Task material.
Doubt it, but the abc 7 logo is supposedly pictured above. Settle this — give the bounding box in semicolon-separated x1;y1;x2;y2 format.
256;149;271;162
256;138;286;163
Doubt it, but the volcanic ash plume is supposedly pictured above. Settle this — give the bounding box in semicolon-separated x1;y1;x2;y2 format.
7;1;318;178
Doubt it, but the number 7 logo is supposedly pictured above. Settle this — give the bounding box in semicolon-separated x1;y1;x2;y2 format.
--
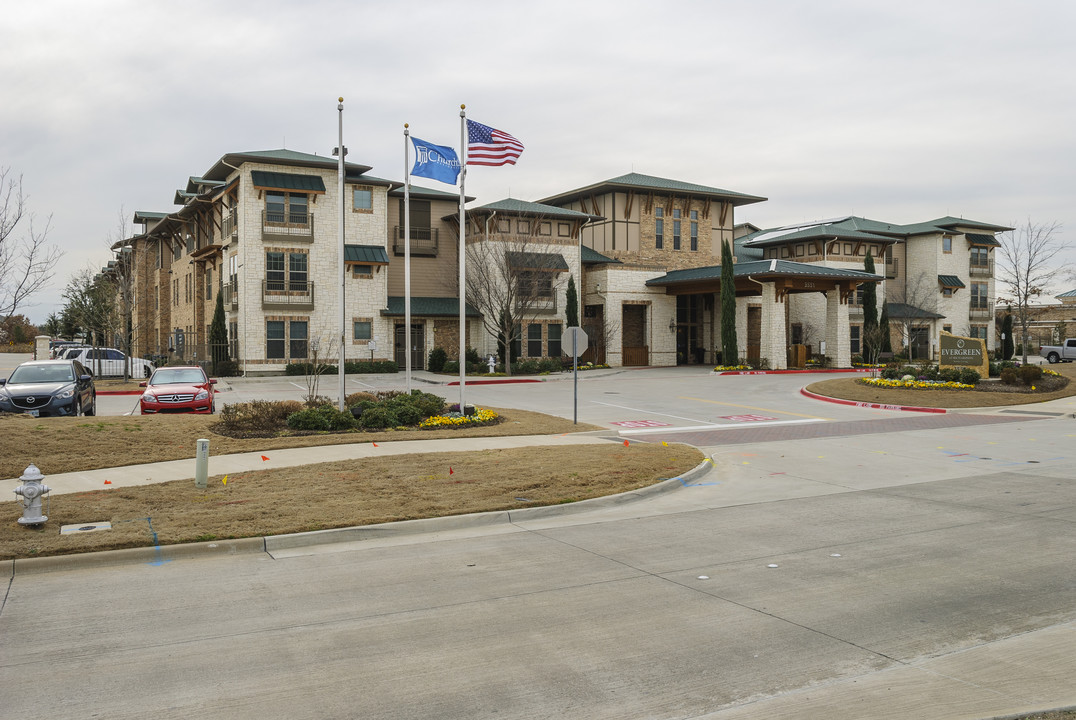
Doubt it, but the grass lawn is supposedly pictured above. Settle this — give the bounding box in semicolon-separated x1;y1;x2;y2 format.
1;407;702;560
==
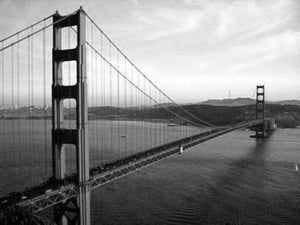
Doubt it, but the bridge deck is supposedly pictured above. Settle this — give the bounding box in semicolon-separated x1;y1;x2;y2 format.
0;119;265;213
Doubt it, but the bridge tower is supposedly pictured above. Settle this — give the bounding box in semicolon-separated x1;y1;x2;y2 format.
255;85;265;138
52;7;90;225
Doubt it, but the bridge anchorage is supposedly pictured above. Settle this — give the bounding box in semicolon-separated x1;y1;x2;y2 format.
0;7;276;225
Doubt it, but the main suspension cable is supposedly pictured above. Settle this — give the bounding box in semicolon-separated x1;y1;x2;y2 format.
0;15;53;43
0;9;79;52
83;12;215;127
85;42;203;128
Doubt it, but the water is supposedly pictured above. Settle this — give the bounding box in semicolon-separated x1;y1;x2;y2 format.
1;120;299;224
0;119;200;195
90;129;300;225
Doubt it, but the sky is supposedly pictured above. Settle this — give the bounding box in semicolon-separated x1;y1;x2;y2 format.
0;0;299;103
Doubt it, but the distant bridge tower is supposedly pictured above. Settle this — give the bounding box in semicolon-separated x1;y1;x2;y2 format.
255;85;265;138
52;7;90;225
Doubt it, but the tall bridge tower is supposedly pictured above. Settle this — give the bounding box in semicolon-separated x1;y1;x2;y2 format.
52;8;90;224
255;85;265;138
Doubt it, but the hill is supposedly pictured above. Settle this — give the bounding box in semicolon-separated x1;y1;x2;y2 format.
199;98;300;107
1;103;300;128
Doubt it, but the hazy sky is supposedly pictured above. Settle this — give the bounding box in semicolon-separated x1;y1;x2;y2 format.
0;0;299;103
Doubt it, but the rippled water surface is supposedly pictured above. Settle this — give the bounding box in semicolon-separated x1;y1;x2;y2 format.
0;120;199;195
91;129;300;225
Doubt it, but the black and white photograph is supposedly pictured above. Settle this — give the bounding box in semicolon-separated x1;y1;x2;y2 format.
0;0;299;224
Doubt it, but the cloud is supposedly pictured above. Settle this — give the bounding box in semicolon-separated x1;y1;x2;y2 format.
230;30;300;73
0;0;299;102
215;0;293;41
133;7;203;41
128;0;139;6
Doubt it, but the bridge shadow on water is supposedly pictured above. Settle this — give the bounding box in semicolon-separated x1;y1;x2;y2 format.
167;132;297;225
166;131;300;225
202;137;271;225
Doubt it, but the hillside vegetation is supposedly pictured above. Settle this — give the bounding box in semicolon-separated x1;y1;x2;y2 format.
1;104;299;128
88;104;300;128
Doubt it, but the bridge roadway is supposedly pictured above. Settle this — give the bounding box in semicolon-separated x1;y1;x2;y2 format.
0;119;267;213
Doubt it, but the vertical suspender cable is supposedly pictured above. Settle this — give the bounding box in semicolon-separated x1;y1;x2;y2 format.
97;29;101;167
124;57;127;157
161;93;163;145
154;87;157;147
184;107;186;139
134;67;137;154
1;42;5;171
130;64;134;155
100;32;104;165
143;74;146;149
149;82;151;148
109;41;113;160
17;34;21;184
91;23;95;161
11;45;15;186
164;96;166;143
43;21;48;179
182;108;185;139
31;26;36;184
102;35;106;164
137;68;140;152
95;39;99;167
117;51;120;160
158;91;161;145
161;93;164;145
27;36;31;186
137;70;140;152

Task statement. Send back exactly the lines of the listing above starting at the one with "Doubt it, but the abc" and ending at the one with "Doubt it, but the number", inclusive, and no others.

Response to this exercise.
Doubt it, but the abc 7 logo is supposedly pictured above. Settle this — give the bounding box in semicolon-separated x1;y1;x2;y2 format.
256;149;271;162
256;138;286;163
Doubt it, but the volcanic ash plume is supposedly pictured above. Settle this — give the bounding box in semicolon-separated x1;y1;x2;y2 format.
7;1;318;178
Doubt it, but the number 7 logo is supposedly pictured above. Settle this — give the bounding box in semicolon-separated x1;y1;x2;y2 format.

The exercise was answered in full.